* Exercise
Set each record down exactly, excluding all images.

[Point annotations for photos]
* START *

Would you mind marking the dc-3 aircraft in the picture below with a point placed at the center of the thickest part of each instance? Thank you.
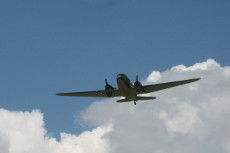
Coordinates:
(128, 90)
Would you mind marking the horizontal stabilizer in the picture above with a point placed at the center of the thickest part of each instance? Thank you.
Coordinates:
(138, 98)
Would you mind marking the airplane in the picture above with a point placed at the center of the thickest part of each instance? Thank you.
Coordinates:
(128, 90)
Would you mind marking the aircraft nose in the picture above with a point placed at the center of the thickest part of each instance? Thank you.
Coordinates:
(119, 76)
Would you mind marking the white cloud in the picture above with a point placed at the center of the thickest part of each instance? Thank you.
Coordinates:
(190, 118)
(24, 132)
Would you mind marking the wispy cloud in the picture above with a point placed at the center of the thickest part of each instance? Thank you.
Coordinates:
(190, 118)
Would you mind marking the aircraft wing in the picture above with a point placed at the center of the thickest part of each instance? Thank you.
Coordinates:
(98, 93)
(162, 86)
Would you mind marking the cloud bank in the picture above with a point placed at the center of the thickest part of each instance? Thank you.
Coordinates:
(24, 132)
(190, 118)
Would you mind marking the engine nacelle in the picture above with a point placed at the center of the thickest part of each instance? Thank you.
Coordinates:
(139, 87)
(108, 89)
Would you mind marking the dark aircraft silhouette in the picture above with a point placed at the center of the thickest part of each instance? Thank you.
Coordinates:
(128, 90)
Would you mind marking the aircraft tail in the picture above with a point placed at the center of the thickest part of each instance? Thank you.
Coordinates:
(138, 98)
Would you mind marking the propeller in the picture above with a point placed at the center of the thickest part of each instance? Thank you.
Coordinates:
(107, 85)
(106, 82)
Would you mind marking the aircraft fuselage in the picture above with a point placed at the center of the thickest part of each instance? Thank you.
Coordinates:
(126, 87)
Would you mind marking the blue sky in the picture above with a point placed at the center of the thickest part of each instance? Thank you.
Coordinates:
(60, 46)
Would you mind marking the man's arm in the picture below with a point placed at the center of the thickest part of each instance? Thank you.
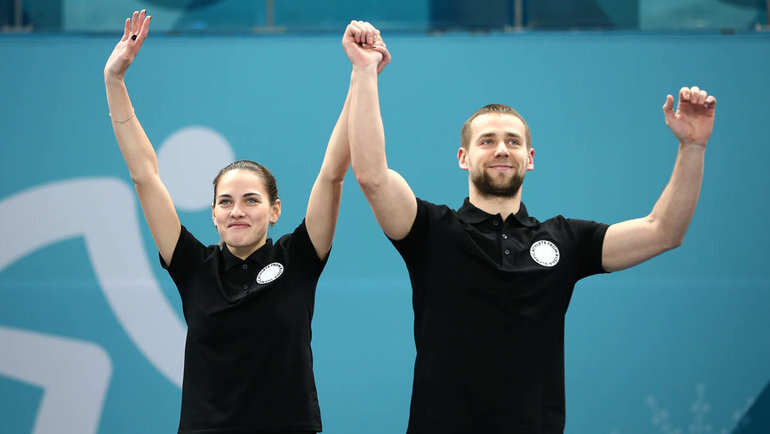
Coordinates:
(390, 197)
(634, 241)
(134, 145)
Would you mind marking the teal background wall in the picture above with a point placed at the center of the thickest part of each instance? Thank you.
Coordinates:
(679, 342)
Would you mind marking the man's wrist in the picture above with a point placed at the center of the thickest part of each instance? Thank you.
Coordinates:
(370, 68)
(112, 79)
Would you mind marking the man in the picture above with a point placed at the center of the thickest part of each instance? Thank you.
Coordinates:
(492, 284)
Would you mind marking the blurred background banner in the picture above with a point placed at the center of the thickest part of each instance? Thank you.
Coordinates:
(236, 16)
(91, 332)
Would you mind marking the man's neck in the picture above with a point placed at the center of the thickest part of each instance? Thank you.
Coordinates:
(504, 206)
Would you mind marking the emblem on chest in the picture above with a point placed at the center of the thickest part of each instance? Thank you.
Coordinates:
(270, 273)
(544, 253)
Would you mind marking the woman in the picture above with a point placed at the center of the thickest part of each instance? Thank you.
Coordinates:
(248, 303)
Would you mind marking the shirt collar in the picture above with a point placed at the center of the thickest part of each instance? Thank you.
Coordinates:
(470, 214)
(229, 260)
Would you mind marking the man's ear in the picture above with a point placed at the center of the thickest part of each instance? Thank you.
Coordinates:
(531, 159)
(462, 158)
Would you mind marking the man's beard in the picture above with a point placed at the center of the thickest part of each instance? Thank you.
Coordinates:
(488, 186)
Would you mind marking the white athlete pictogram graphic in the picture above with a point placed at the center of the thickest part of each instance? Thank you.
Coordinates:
(74, 374)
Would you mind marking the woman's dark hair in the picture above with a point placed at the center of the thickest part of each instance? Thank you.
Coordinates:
(267, 177)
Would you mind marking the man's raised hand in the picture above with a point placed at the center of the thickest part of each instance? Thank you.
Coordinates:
(693, 121)
(364, 46)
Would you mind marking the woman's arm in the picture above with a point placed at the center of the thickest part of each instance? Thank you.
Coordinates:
(134, 145)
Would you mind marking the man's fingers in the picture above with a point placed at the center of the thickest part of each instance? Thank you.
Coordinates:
(134, 19)
(711, 102)
(668, 107)
(126, 29)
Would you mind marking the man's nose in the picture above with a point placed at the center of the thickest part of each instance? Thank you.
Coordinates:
(501, 150)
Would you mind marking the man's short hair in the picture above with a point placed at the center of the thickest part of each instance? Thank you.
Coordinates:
(465, 133)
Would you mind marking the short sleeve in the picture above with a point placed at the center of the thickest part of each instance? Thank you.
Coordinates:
(411, 246)
(187, 252)
(589, 237)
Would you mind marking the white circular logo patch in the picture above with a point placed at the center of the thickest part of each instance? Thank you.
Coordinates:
(269, 273)
(544, 253)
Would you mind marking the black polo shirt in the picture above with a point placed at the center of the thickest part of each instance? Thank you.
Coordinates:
(248, 363)
(489, 299)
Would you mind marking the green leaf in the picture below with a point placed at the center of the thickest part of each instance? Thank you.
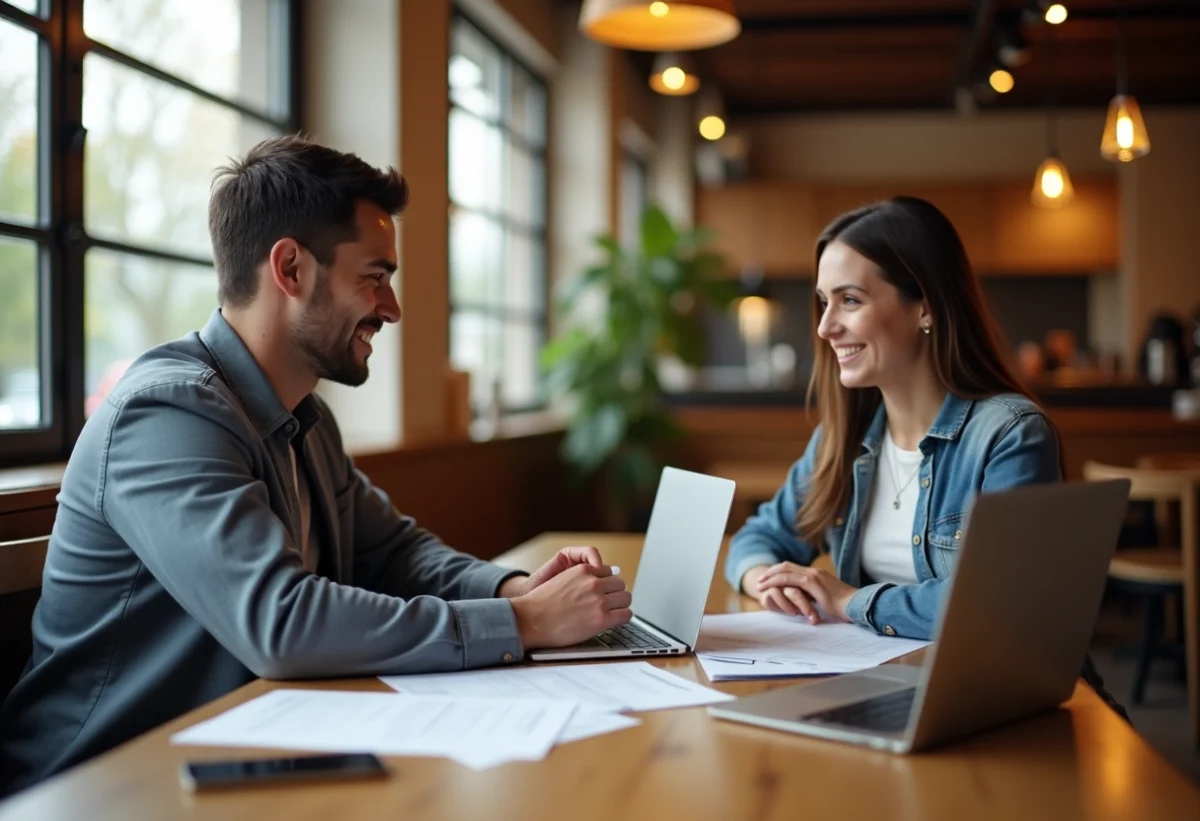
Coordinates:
(659, 237)
(593, 437)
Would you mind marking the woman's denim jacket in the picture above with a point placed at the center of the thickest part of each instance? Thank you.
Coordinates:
(973, 447)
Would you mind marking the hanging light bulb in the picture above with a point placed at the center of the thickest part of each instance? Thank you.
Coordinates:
(711, 113)
(1001, 81)
(1125, 132)
(673, 75)
(1125, 136)
(1051, 183)
(659, 27)
(1056, 15)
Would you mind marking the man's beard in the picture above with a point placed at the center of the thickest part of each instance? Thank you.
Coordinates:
(328, 349)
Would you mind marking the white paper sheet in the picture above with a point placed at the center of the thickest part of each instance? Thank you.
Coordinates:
(388, 724)
(624, 685)
(773, 645)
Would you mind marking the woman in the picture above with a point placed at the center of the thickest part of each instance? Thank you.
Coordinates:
(918, 413)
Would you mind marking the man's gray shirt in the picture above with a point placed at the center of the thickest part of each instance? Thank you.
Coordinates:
(174, 576)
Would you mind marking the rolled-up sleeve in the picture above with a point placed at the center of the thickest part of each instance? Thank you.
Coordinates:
(769, 535)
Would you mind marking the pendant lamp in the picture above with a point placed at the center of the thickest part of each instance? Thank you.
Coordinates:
(659, 27)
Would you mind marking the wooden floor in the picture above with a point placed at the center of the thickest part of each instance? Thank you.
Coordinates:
(1162, 717)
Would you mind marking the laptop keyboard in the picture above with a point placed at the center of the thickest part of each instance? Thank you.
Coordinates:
(886, 713)
(629, 636)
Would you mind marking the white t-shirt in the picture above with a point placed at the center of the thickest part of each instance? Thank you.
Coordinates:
(887, 532)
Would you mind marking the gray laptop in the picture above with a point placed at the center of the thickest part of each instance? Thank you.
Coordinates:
(1011, 642)
(678, 557)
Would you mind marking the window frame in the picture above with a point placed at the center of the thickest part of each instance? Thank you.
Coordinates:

* END *

* Task response
Would you mind marking the dc-3 aircraft in the picture below with a point placed at the center of the thickest part of each instance? Thank you.
Coordinates:
(128, 90)
Would you mind marking the horizontal stabilizer in the picture above with a point placed at the center of the thickest part of each instance? Thank you.
Coordinates:
(138, 98)
Would you mind marking the airplane in the picture above with a point placed at the center of the thickest part of each instance? Thank you.
Coordinates:
(128, 90)
Would you mind marking the aircraft nose in the picture above with a point placed at the center of the thickest part of each instance? Thank you.
Coordinates:
(119, 76)
Would you mind marking the white cloud in the picture above with a point placed at the center of the thickest part of each instance? Thank you.
Coordinates:
(190, 118)
(24, 132)
Would you mind marking the wispy cloud in the picture above with a point placed at the center of the thickest part of each instance? Thank you.
Coordinates:
(190, 118)
Would you mind marking the aircraft wing in the picture above with a point placed at the center of the thickest part of each instance? Thank you.
Coordinates:
(98, 93)
(162, 86)
Would you mind marking the cloud bank in the picture above with a point placed at the center of the thickest part of each instance? Thank you.
Coordinates:
(24, 132)
(190, 118)
Would you mind marking the engine nacelle in the picture above with a point placed at the center of the thickest part of each instance? Thank you.
Coordinates:
(139, 87)
(108, 89)
Would you mind marking the dark aircraft silhouette in the picture above with a point placed at the center of the thickest part of each instance? Thank you.
Coordinates:
(128, 90)
Would you mind marking the aircraft tail in the picture above with a point placed at the center of the thickest part of each instance? Thank you.
Coordinates:
(138, 98)
Would you mind marking the propeller in the picture above with a point placed at the center of the thickest part of each instance? Thank you.
Coordinates:
(107, 85)
(106, 82)
Would you mind marking the aircraft fuselage in the picture above with a point placed at the center of the thickest part of each instance? Thank you.
Coordinates:
(126, 87)
Would you mind marking the blue sky in the picture above with a point placed at the center of the thickest part of each instance? Thank you.
Coordinates:
(60, 46)
Would you mind marking the man's arm in the picture below with a point placed at the center of the thickest part of each instance? Thank you.
Coordinates:
(390, 197)
(634, 241)
(134, 145)
Would you mind marking the teal background wall in the picture above with a point placed at the center of the thickest part of each instance? Thank you.
Coordinates:
(679, 342)
Would you mind marking the man's wrist in the picture above with a point placed at the center of the thickest part of each instance? Thank you.
Coordinates:
(370, 68)
(112, 79)
Would you mind marking the man in the picture above with a point placed at the center of the thickest part of each instance? Thank you.
Coordinates:
(492, 284)
Would you mind marking the blurred background banner in the picture above with a point placed at the center of the thickest part of each instance? Thank you.
Coordinates:
(236, 16)
(91, 332)
Would you mind marking the man's neck in the picture above with a point placed at the center of the thickest part of each instance? Thank you.
Coordinates:
(504, 206)
Would you mind marking the emblem on chest in the picture above with a point placed at the center of the thickest part of each instance? Thank you.
Coordinates:
(270, 273)
(544, 253)
Would you mind marking the woman in the picture above with a point placed at the center of the thickest part of each instance? Thank you.
Coordinates:
(248, 303)
Would you mind marking the shirt collar in the picture above with a point placed at the center of the thickest part of each instance? Thank you.
Coordinates:
(470, 214)
(229, 260)
Would you mind marking the man's ear in the picture above with a point placed at the center of the thickest part of each instance? Thank you.
Coordinates:
(531, 159)
(462, 158)
Would you mind marking the man's beard in the picture above with a point placed at the center of the thickest part of each instance? Thank you.
Coordinates:
(488, 186)
Would you mind marking the white athlete pictogram graphic in the picture above with a point placed at the center of the thickest part of each instance? Thank you.
Coordinates:
(74, 374)
Would you mind marking the woman's dark hair in the picture above with a point placed at the center of the thickest part of each instance? Thank you.
Coordinates:
(267, 177)
Would you mind marking the man's raised hand in the picture above with a point placed at the center of the thickest part of each instance? Thank you.
Coordinates:
(693, 121)
(364, 46)
Would you mind marking the woman's arm in the picture above with a point placed at the center of the thickest part of each instance? Thank you.
Coordinates:
(134, 145)
Would you mind marking the man's fingers in the picture above with a point placed at the center of the thickest part of each instance? Thank you.
Coordinates:
(134, 19)
(711, 102)
(668, 107)
(126, 29)
Would you mind marking the man's nose in the picture above with a point placed at the center of the thickest part of each instance? Thank you.
Coordinates:
(501, 150)
Would you mind marking the man's short hair in the picture above with a point placed at the center of the thickest part of each instance? Thank you.
Coordinates:
(465, 133)
Would you mind marking the short sleeve in the picture above with a point placed at the center of the thickest part of each instance? Thank you.
Coordinates:
(411, 246)
(187, 252)
(589, 237)
Would you mind marking the white circular logo patch in the picture above with a point placed at the center of the thickest part of each instance? Thank you.
Coordinates:
(269, 273)
(544, 253)
Would you mind marking the black polo shirt in the picture above with a point placed at the center of the thickest part of each instance? Thank you.
Coordinates:
(248, 363)
(489, 299)
Would you mind marking the green leaf in the picture below with a point placed at the center of the thickest part of each instance? Thank you.
Coordinates:
(659, 237)
(593, 437)
Would you mind marking the woman's denim jacket in the picture above with a point placed at the center of the thickest part of each instance? Thank you.
Coordinates:
(973, 447)
Would you mind marking the hanging light bulb in the picture above with a point placed at the center of the thickest part of each instance? Thank you.
Coordinates:
(711, 113)
(1001, 81)
(1125, 132)
(673, 75)
(1125, 136)
(1051, 183)
(659, 27)
(1056, 15)
Would you mind marking the man's beard in the picture above with a point placed at the center of the thickest part of each instance? Thank you.
Coordinates:
(328, 349)
Would you mind marking the white paper sheet in the picture above with a point placed at the center of the thickest part of each instance? Thank you.
Coordinates:
(388, 724)
(624, 685)
(773, 645)
Would you mind marking the woman in the picture above with a point placed at the center of the thickest part of each instance? Thank you.
Coordinates:
(918, 413)
Would you mind marking the man's gray shirt in the picture above with a point placed at the center of the thickest part of each instance? Thank you.
Coordinates:
(174, 576)
Would you mind marking the rolled-up sleeve in the picture above with a point placed at the center of the thickest part of each instance? Thank you.
Coordinates:
(769, 535)
Would you mind marking the pendant lamp in the picture above with a point placed at the center of the thickest part of each instance? Thank you.
Coordinates:
(659, 27)
Would you mind marking the wooden floor in the picture above with a point placed at the center of the thickest part of each instance? Thank you.
Coordinates:
(1162, 717)
Would you mind marking the laptop keyboard in the picture above with a point placed at the center of the thickest part of each instance? Thank you.
Coordinates:
(886, 713)
(629, 636)
Would you mind marking the white t-shirt in the picture above with a point placed at the center of the thickest part of each instance? Thank you.
Coordinates:
(887, 532)
Would you mind marking the gray laptop in the picture above with a point placed at the center of the thickest part of each instance? Thank you.
Coordinates:
(1011, 642)
(678, 557)
Would you mind marking the window frame in the picture above with a point placed at the center of the thickest part of each instance? Thank you.
Coordinates:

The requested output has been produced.